EXTRACTED DATA:
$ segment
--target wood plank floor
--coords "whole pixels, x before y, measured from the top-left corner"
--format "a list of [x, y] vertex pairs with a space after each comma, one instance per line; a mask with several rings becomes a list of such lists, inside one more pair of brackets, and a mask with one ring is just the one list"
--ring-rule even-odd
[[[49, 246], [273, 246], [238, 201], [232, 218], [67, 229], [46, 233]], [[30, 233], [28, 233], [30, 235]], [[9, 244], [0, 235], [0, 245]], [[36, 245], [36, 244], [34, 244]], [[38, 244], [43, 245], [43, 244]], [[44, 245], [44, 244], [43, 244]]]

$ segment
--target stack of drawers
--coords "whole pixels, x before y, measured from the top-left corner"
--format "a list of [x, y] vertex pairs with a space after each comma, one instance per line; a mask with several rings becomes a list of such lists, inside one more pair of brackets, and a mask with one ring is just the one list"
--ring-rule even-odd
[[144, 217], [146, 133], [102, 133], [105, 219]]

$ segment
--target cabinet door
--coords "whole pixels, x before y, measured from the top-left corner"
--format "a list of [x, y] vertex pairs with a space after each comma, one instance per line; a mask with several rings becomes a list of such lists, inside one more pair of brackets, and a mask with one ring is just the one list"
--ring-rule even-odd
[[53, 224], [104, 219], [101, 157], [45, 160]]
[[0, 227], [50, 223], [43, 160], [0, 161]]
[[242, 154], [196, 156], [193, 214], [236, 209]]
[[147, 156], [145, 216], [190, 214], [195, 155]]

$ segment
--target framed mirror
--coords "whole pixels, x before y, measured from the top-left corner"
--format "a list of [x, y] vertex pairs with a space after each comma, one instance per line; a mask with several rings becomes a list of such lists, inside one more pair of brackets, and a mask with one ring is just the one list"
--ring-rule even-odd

WRITTEN EXERCISE:
Duplicate all the lines of the items above, keeping every character unchanged.

SOLUTION FOR THIS EXERCISE:
$ segment
--target wood plank floor
--coords "whole pixels, x before y, measured from the top-left corner"
--format "a list of [x, y] vertex pairs with a space after each comma, one instance per line; a mask with several rings becomes a list of such lists, inside one more pair of brackets, and a mask with one ring is just the one list"
--ring-rule even-odd
[[[49, 246], [273, 246], [238, 201], [232, 218], [67, 229], [46, 233]], [[30, 233], [28, 233], [30, 235]], [[9, 244], [0, 235], [0, 245]], [[36, 245], [36, 244], [34, 244]], [[38, 244], [43, 245], [43, 244]], [[44, 245], [44, 244], [43, 244]]]

$ segment
--target stack of drawers
--coords "whole pixels, x before y, measured from the top-left corner"
--format "a list of [x, y] vertex pairs with a space after each comma, one instance per line; a mask with several rings becomes a list of such lists, inside one more pair of brackets, and a mask with one ring is just the one list"
--ring-rule even-odd
[[144, 217], [146, 133], [102, 133], [105, 219]]

$ segment
--target cabinet door
--coords "whole pixels, x before y, measured from the top-left corner"
--format "a list of [x, y] vertex pairs with a space after each comma, one instance per line; a mask with several rings becomes a list of such lists, inside one more pair of brackets, and a mask with one ring is just the one list"
--ring-rule even-odd
[[53, 224], [104, 219], [101, 157], [45, 160]]
[[0, 227], [50, 223], [43, 160], [0, 161]]
[[242, 154], [196, 156], [193, 214], [236, 209]]
[[147, 156], [145, 216], [190, 214], [195, 155]]

$ segment
--target framed mirror
--coords "whole pixels, x before y, measured from the top-left corner"
--format "a list of [x, y] vertex pairs with a space after each comma, one instance per line; a mask with several rings becomes a list of such lists, inside one more pair of brackets, and a mask with one ring is just the one list"
--ring-rule even-odd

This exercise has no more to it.